● **Exercise instructions**
Which lines in the items below contain the word "forest", with case taken into account? Copy each of those lines.
** Start of Data for this task **
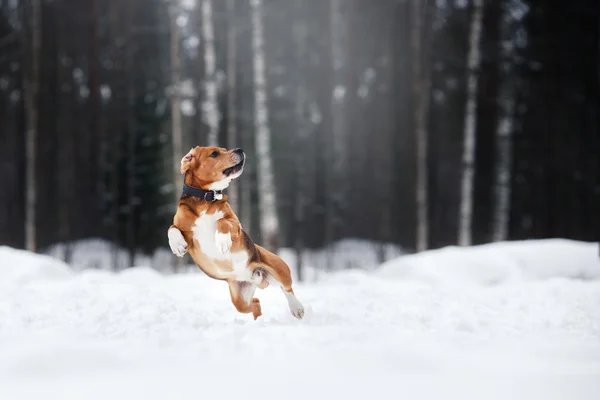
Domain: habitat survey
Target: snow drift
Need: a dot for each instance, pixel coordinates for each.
(498, 263)
(510, 320)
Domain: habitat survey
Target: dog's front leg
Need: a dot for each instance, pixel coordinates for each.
(177, 241)
(225, 234)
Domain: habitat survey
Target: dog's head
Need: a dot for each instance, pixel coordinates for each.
(213, 168)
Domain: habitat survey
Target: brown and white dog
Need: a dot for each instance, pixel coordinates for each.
(206, 227)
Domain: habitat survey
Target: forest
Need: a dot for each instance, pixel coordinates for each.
(422, 124)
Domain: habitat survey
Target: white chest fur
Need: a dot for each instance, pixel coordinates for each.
(205, 233)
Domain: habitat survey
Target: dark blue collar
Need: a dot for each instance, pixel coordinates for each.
(208, 195)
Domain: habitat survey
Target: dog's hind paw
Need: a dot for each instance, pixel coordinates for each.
(177, 242)
(223, 242)
(297, 311)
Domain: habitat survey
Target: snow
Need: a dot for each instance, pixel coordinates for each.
(510, 320)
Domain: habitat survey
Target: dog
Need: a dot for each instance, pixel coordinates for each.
(207, 228)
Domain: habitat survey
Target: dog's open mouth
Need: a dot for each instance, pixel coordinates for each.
(235, 169)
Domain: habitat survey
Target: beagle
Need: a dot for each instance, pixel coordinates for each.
(206, 227)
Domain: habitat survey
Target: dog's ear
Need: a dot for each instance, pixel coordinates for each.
(186, 161)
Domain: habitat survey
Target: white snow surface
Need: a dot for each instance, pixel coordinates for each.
(504, 321)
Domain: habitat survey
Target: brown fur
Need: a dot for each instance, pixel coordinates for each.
(201, 170)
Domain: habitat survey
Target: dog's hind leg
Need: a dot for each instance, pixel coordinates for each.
(278, 273)
(241, 297)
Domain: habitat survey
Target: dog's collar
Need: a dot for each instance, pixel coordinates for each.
(208, 195)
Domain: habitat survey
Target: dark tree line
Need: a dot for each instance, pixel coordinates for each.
(367, 107)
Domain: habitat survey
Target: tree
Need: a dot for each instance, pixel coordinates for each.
(504, 129)
(210, 106)
(176, 130)
(232, 139)
(31, 86)
(339, 118)
(269, 222)
(468, 157)
(421, 89)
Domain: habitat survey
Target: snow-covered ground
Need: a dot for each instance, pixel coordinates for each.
(347, 253)
(503, 321)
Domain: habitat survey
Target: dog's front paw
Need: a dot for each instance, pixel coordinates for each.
(223, 242)
(177, 242)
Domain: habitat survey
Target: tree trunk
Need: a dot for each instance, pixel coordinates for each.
(504, 132)
(66, 149)
(31, 89)
(232, 140)
(301, 180)
(131, 134)
(210, 107)
(176, 131)
(468, 172)
(269, 222)
(339, 129)
(421, 89)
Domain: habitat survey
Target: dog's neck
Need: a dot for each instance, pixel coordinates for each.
(207, 195)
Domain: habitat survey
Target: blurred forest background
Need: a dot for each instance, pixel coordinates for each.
(415, 123)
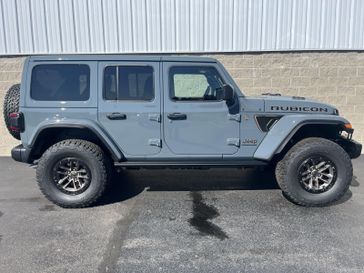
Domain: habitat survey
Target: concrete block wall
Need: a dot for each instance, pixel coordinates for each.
(10, 73)
(332, 77)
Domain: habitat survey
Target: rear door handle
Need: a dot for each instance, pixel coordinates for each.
** End of Data for this task **
● **The answer**
Target: forest
Target: blurred forest background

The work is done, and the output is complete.